What to produce ::
Without the pictures, set down the records below word for word.

Referring expression data:
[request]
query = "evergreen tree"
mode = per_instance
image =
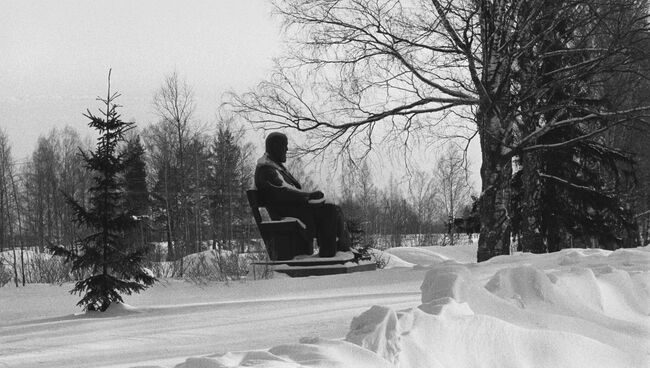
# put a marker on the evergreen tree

Exercise solution ::
[request]
query = "evergreen tree"
mode = per_instance
image =
# put a marker on the evergreen tree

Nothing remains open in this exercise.